### Task data:
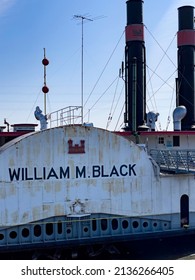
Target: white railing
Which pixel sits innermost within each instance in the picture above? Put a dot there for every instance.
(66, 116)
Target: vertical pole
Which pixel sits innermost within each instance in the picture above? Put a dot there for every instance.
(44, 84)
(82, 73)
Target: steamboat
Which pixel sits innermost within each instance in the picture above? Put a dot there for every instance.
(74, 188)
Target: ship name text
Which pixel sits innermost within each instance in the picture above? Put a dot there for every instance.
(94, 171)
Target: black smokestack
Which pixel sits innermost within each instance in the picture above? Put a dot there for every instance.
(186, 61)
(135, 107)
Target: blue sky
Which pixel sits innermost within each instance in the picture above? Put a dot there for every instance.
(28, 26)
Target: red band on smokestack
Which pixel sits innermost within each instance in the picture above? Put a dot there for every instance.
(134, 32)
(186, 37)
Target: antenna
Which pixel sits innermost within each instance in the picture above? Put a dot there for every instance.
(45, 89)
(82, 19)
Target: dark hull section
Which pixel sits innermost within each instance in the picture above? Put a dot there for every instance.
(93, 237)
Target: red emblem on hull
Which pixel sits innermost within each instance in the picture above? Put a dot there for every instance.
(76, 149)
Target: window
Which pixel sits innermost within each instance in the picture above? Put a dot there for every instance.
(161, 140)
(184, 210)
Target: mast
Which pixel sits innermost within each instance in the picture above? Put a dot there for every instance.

### Problem to solve:
Some lines in the material contain "Target". Show all of them.

### Task answer:
Target: white railing
Target: vertical pole
Target: steamboat
Target: ship name text
Target: black smokestack
Target: blue sky
Target: red band on smokestack
Target: antenna
Target: dark hull section
Target: red emblem on hull
Target: window
Target: mast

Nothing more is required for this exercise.